The Big Question: What is the best way to teach reading – and should children be tested at six?
Tuesday, 20 November 2007
Why are we asking this now?
Because the Conservative leader, David Cameron, is today publishing a Green Paper outlining measures to help prevent poorer children falling behind at school. This will include a reading test at the age of six for all except those with serious learning difficulties, and a phonics-based approach to the teaching of reading. The aim is for all children to be reading by the end of Year One.
The Conservatives plan to scrap the controversial Key Stage One literacy test for six- and seven-year-olds and replace it with a straightforward reading test. The Tories regard this test as bureaucratic and over-complicated and believe that it detracts from the important job of teaching youngsters to read.
How are children taught to read at the moment?
The Labour government has implemented a national literacy strategy which includes a structured literacy hour every day for all children in primary school – and which has introduced systematic phonics. Between 1997 and 2000 this strategy produced remarkable results. The number of 11-year-olds achieving level 4 – able to read – shot up from 48 to 75 per cent. But the problem is that a hard core of young people get left behind, still unable to read when they start secondary school.
This 7 per cent of children are unlikely to get four good GCSEs, the minimum needed to secure a good job or move on to further education. Jim Rose, the former Her Majesty's Inspector and author of the latest review of the government's literacy strategy, believes that with a good phonics programme almost every child should learn to read.
What is phonics?
It is a systematic method for teaching children to decode language, and it comes after several decades in schools when children were taught to read by getting them to memorise whole words and their meaning in one go – the "Look and Say" method.
This Look and Say method has been largely discredited and is thought to account for the crisis in reading in primary schools that gripped the nation in the 1970s, 1980s and 1990s. Phonics involves splitting each bit of a word into its component parts.
In phonics, youngsters are taught the sounds and blends of letters before they see any books. Rose believes that they should be introduced to phonics at four or five by learning letter sounds and doing a lot of speaking and listening. By learning to decode words, children learn how words are constructed and how to spell. Knowledge of language is built up in the first year, and by the age of six they are capable of recognising words.
Why the change in government policy?
Various pieces of research, notably the Clackmannanshire survey in Scotland, showed that children benefited from learning how to decode their language in this way. The Scottish research put children up to three years ahead in reading, although they did not show a significant improvement in comprehension of words.
Is anyone against phonics?
Some teachers in schools are against phonics, believing that it is mechanistic and old-fashioned and not the way to teach children to love reading and books. The argument against phonics is that while it speeds up the rate that children can read words, it does not aid their understanding of what those words mean. Steve Sinnott, general secretary of the National Union of Teachers, says that the method is useful but adds that the Tories are obsessed by it. "They somehow think it is a magic solution for everything else." But the political parties are in agreement that it is the way to go, and many experts also agree.
Why do Tories claim a 'return' to phonics?
Because it makes it sound as though Labour has not done the job. But ministers are arguing that they have. The government has certainly got the message about the importance of phonics, and all teachers in schools were sent a programme called "Letters and Sounds" in September this year. That means the new approach is very recent.

====

| TASKS FOR THIS EXERCISE |
1) Answer these questions about the article on teaching reading:
(a) Between 1997 and 2000, the share of 11-year-olds achieving level 4 rose from what percentage to what percentage?
(b) What is the name of the method in which children memorized whole words and their meaning in one go?
(c) What was the programme sent to all teachers in September called?
2) Quote the passage of the article on teaching reading starting at "Tuesday, 20 November" and ending at "youngsters to read.".

| RECORD SET |
====

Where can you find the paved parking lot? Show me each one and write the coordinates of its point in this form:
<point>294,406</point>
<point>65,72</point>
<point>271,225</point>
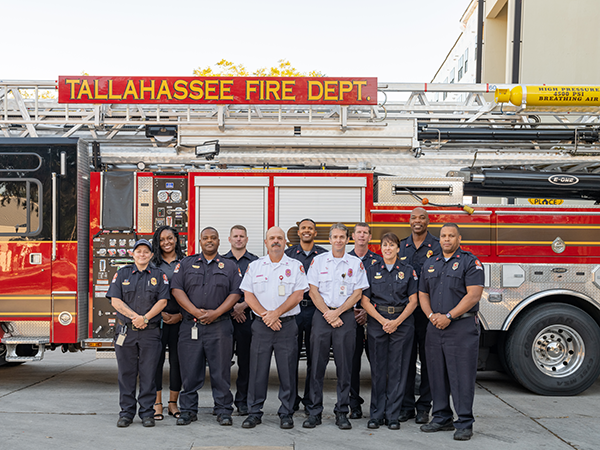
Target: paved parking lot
<point>70,401</point>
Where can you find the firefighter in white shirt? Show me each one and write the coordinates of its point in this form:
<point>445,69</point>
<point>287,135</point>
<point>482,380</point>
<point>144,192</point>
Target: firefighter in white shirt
<point>273,287</point>
<point>336,281</point>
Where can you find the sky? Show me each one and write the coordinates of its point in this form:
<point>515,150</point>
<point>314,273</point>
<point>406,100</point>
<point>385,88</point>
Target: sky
<point>395,40</point>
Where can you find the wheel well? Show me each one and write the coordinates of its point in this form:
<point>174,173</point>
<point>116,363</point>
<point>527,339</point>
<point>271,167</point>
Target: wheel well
<point>592,310</point>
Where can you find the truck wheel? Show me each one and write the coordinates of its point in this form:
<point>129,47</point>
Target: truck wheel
<point>554,349</point>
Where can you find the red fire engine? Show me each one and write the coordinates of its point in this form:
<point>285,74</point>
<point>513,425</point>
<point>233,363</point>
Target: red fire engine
<point>80,184</point>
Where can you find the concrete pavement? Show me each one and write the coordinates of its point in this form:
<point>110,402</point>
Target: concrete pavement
<point>70,401</point>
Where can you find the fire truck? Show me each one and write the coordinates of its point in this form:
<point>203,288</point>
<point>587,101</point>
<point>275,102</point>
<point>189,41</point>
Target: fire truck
<point>81,181</point>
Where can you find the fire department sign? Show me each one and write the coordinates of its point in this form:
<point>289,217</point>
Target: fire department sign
<point>218,90</point>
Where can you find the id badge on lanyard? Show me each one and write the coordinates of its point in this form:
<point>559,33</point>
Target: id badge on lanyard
<point>281,288</point>
<point>195,330</point>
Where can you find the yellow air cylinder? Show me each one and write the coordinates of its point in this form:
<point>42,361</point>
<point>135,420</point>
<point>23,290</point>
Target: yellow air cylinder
<point>549,96</point>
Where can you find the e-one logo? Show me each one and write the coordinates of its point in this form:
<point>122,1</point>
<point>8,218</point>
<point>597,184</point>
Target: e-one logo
<point>563,180</point>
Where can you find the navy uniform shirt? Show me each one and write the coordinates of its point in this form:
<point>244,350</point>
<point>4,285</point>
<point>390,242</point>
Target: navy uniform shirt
<point>207,285</point>
<point>369,259</point>
<point>391,288</point>
<point>168,268</point>
<point>296,252</point>
<point>446,281</point>
<point>139,290</point>
<point>416,257</point>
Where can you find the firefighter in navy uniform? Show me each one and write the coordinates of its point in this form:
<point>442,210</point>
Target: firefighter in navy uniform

====

| FULL SOLUTIONS |
1)
(a) It rose from 48 to 75 per cent.
(b) It is the "Look and Say" method.
(c) It was called "Letters and Sounds".

2)
Tuesday, 20 November 2007
Why are we asking this now?
Because the Conservative leader, David Cameron, is today publishing a Green Paper outlining measures to help prevent poorer children falling behind at school. This will include a reading test at the age of six for all except those with serious learning difficulties, and a phonics-based approach to the teaching of reading. The aim is for all children to be reading by the end of Year One.
The Conservatives plan to scrap the controversial Key Stage One literacy test for six- and seven-year-olds and replace it with a straightforward reading test. The Tories regard this test as bureaucratic and over-complicated and believe that it detracts from the important job of teaching youngsters to read.